Excerpts of location labeling data:

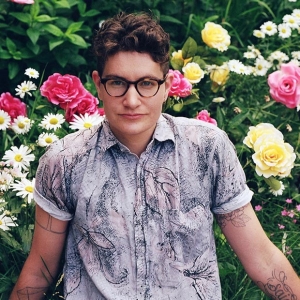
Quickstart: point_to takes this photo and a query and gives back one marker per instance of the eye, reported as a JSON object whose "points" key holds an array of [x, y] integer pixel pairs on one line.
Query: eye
{"points": [[147, 83], [116, 83]]}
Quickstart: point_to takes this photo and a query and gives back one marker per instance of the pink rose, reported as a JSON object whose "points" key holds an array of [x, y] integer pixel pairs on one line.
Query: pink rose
{"points": [[23, 1], [88, 104], [66, 91], [13, 106], [203, 115], [285, 85], [181, 87]]}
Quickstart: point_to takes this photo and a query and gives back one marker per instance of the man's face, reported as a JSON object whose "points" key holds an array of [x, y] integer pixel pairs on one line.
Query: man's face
{"points": [[132, 118]]}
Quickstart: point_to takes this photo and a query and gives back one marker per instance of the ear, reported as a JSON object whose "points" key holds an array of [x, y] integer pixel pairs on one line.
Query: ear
{"points": [[96, 79], [168, 85]]}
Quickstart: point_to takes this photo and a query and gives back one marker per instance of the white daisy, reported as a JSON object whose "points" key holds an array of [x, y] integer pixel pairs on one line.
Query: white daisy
{"points": [[261, 67], [269, 28], [21, 125], [85, 121], [284, 30], [25, 87], [24, 188], [19, 157], [4, 120], [291, 21], [5, 180], [45, 139], [259, 34], [7, 221], [32, 73], [52, 121]]}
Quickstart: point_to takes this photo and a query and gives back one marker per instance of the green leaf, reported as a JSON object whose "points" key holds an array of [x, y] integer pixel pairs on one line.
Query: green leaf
{"points": [[44, 18], [33, 34], [4, 54], [53, 30], [23, 17], [91, 13], [11, 46], [55, 43], [77, 40], [189, 48], [13, 70], [74, 27]]}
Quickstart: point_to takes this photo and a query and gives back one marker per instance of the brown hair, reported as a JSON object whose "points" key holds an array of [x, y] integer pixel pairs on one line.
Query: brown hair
{"points": [[132, 32]]}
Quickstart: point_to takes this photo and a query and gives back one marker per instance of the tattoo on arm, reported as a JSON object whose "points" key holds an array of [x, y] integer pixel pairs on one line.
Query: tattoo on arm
{"points": [[276, 288], [27, 292], [237, 218], [47, 225]]}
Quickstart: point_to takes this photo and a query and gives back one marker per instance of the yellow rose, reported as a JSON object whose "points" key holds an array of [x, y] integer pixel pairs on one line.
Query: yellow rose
{"points": [[215, 36], [256, 131], [273, 157], [219, 74], [192, 72]]}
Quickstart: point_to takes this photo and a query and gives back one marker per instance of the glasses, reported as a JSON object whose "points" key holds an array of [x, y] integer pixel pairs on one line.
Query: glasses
{"points": [[146, 87]]}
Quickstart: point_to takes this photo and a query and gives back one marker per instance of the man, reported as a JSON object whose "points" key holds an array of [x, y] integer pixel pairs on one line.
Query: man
{"points": [[134, 198]]}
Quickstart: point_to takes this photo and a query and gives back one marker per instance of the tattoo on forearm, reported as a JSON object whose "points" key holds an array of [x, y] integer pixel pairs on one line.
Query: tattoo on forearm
{"points": [[276, 288], [237, 218], [49, 226], [27, 292]]}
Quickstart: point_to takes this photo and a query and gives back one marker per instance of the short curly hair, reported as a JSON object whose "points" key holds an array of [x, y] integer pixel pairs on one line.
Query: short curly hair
{"points": [[132, 32]]}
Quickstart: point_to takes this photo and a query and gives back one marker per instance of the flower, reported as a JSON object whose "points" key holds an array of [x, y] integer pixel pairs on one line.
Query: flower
{"points": [[192, 72], [272, 156], [24, 188], [181, 87], [215, 36], [4, 120], [258, 207], [219, 74], [32, 73], [63, 90], [13, 106], [23, 1], [52, 121], [257, 131], [21, 125], [285, 85], [204, 115], [25, 88], [19, 157], [45, 139], [6, 222], [85, 121], [269, 28]]}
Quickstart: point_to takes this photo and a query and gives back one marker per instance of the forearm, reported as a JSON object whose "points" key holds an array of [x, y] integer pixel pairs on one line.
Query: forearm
{"points": [[32, 284], [277, 278]]}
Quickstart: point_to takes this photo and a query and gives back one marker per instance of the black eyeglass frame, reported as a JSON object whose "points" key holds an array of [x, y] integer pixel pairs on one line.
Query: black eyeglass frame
{"points": [[135, 83]]}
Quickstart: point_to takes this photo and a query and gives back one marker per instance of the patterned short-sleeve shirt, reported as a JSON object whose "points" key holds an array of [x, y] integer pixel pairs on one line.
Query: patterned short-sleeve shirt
{"points": [[141, 227]]}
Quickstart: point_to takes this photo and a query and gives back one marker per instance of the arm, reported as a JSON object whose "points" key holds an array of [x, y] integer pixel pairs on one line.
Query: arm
{"points": [[42, 264], [262, 260]]}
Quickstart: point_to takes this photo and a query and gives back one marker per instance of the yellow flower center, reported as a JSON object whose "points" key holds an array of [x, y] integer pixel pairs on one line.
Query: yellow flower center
{"points": [[29, 189], [48, 140], [53, 121], [18, 157]]}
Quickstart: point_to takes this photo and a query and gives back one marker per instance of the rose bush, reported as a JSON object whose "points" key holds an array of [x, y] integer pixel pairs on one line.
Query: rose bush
{"points": [[285, 85]]}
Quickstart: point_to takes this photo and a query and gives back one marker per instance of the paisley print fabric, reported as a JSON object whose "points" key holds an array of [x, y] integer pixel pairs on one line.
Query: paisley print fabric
{"points": [[141, 228]]}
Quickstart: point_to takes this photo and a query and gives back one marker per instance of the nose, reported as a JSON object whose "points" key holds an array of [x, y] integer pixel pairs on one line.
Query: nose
{"points": [[132, 97]]}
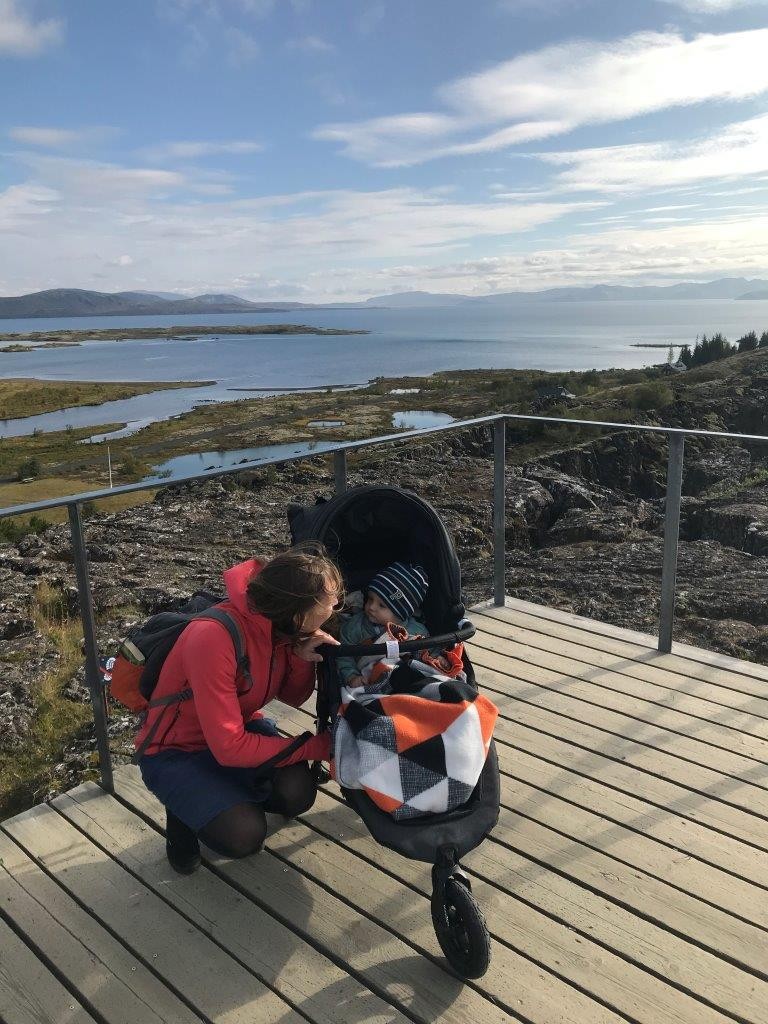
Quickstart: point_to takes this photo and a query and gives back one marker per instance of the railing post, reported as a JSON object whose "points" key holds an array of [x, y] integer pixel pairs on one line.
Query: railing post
{"points": [[92, 674], [500, 458], [671, 536], [340, 471]]}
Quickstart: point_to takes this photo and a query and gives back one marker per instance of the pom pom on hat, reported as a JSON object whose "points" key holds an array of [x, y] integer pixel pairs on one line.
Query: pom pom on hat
{"points": [[401, 587]]}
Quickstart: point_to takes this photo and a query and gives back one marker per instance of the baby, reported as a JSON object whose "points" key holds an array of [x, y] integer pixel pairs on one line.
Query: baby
{"points": [[392, 596]]}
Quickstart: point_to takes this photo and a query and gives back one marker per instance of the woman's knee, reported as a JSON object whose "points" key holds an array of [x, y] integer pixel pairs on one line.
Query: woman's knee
{"points": [[294, 791], [237, 833]]}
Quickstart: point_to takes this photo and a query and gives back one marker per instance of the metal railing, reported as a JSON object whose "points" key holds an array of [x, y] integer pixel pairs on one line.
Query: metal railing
{"points": [[498, 422]]}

AIM
Recast the lines of the data above as a Markdown table with the columns n and Line, skipping blank lines. Begin at the line that contains "of the metal" and continue through the end of the data.

SOLUTION FOR THIS TASK
| n | Line |
|---|---|
| 1 | Quickstart: point_to takes this photo and a query and gives back one marker per instance of the metal railing, reported as a JSON object whose "points" key holds an array of [x, y] integer pixel pairs on one line. |
| 2 | Query: metal railing |
| 3 | {"points": [[498, 422]]} |